L’analyse des pratiques peut constituer une réponse à un problème ponctuel, survenant à un moment défini de l’existence et qu’on règle une fois pour toutes. On connaît la différence entre l’ablation de l’appendice et une cure psychanalytique : la première est une opération qu’on peut oublier dès qu’elle a réussi, la seconde peut devenir un mode de vie. Si l’analyse des pratiques est un moyen d’accroître sa maîtrise de soi et du monde, pourquoi aurait-elle une fin ? En ce sens, la participation à un groupe, un séminaire, une session d’analyse des pratiques n’est souvent qu’un moment qui amorce un processus, une forme d’initiation à une démarche que les uns et les autres pourront poursuivre par la suite dans divers contextes. L’analyse des pratiques, en tant que démarche collective, peut d’ailleurs être conçue avant tout comme une " initiation " à une pratique réflexive autonome. Pour certains participants, elle ne trouve son efficacité qu’au-delà de ce temps d’initiation ; leur appartenance à un groupe a pour principal effet de construire un rapport à la pratique et à l’analyse que chacun peut emporter avec soi, comme l’escargot sa coquille. Il serait donc injuste de ne juger de l’efficacité de l’analyse des pratiques que sur la base des transformations qu’elle induit dans l’immédiat, sans faire la part soit de l’apprentissage méthodologique, soit d’une " mise en mouvement " qui ne produira d’effets que bien plus tard, à la manière dont une rivière souterraine finit par surgir à l’air libre.

Il importe néanmoins de se demander à quelles conditions l’analyse des pratiques peut contribuer à les changer. Je ne traiterai ici que des pratiques pédagogiques, mais la question est légitime dans n’importe quel champ social. Elle ne paraîtra provocatrice qu’à ceux qui entrent en analyse des pratiques comme en religion et sont intimement persuadés qu’elle est toujours la source de profondes transformations. Sans nier a priori les témoignages enthousiastes, on est cependant en droit de se demander par quels mécanismes l’analyse des pratiques peut transformer les personnes, comment la prise de conscience peut amorcer un véritable changement.

Il me semble que trois conditions doivent être remplies. Il faut, pour provoquer des changements de pratiques, que l’analyse soit : 1. pertinente ; 2. acceptée ; 3. intégrée. Revenons sur ces trois aspects complémentaires.


Une analyse pertinente ou comment
mettre le doigt sur les vrais problèmes ?

La pertinence de l’analyse des pratiques s’évalue à sa capacité de " toucher juste ", de mettre le doigt sur ce qui fait problème, seule chance pour la personne concernée de " se mettre en mouvement ". Cela ne va pas de soi.

===

:: Consigne ::
Reprenez l'extrait sur l'analyse des pratiques et prolongez-le après sa dernière phrase.

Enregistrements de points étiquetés
===

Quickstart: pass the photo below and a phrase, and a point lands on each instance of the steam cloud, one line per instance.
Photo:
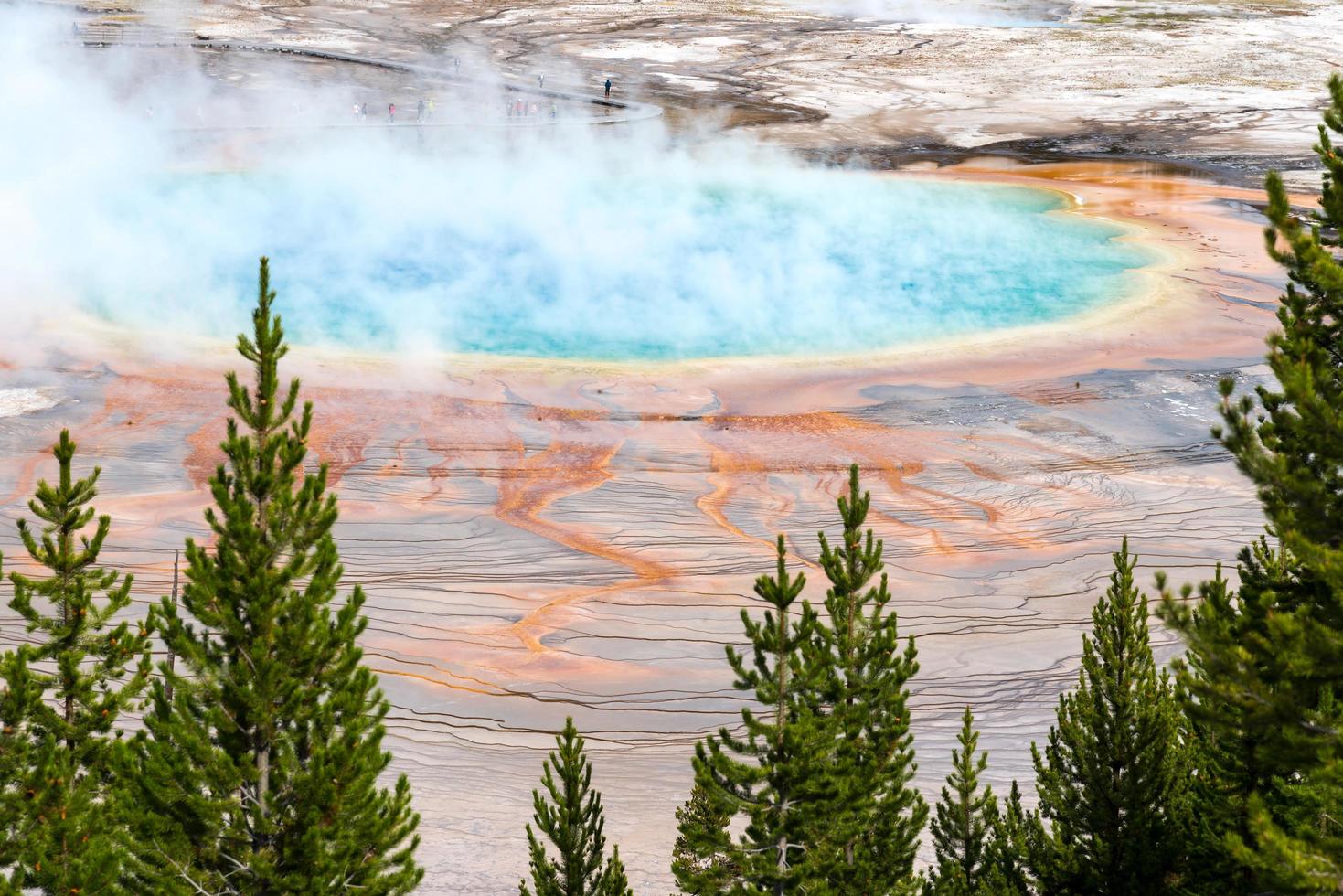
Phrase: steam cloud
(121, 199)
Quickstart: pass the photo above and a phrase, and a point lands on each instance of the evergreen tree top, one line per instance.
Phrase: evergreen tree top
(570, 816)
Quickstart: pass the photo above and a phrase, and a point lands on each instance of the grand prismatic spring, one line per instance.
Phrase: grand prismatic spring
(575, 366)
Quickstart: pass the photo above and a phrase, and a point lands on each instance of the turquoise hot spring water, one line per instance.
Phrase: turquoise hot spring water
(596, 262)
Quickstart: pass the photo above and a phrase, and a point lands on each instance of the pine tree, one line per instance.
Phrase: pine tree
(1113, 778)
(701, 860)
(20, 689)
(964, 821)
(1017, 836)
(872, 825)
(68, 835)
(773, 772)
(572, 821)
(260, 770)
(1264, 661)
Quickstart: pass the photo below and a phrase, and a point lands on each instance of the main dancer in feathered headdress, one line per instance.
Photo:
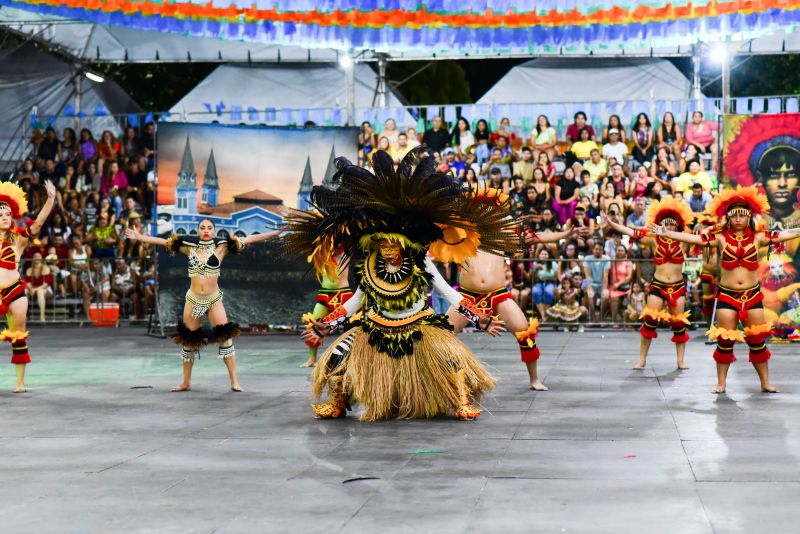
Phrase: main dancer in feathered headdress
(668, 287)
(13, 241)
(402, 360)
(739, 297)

===

:: Réponse ::
L’équilibre des échanges dans un groupe

Il y a d’abord les obstacles liés à l’exercice de l’analyse des pratiques dans un groupe. Pour dépasser l’anecdote, il est nécessaire de se centrer assez longuement sur la pratique d’une seule personne. Or, même avec des règles de réciprocité, cette centration a des limites. Les autres participants interviennent nécessairement en fonction de leurs propres préoccupations. Seul l’animateur est - dans le meilleur des cas - totalement disponible pour s’intéresser à la pratique d’autrui sans chercher d’abord les points de comparaison avec sa propre expérience. Si bien que, dans un groupe d’analyse des pratiques, la conversation est la résultante d’une transaction entre des priorités différentes. On cherche des points communs, on s’arrête sur des problèmes qui concernent apparemment plusieurs personnes, parfois au détriment de la singularité de chacune. Le défaut de pertinence peut résulter de ce compromis. Tout se passe comme si on s’arrêtait souvent sur le seuil d’une porte, au moment où les choses deviennent vraiment intéressantes, parce qu’il est temps de donner de la place aux autres. C’est évidemment d’autant plus facile que l’intéressé paraît, dans l’immédiat, soulagé que l’attention se détourne de son cas, même s’il le regrette par la suite… Il faut aussi accepter de se présenter maintes fois sur le seuil d’une porte avant d’entrer. L’art de l’animateur est notamment de savoir quand il est judicieux de forcer un peu le passage.

Certaines formes d’analyse des pratiques introduisent des règles très strictes, qui fonctionnent comme de véritables rituels, dont la transgression paralyse la démarche et peut entraîner rappel à l’ordre, voire exclusion. Ces rituels sont des protections pour les personnes, ils leur garantissent à la fois l’espace dans lequel elles pourront dire ce qu’elles ont à dire, sans sacrifier prématurément à la norme de réciprocité, et les limites du questionnement et de l’interprétation.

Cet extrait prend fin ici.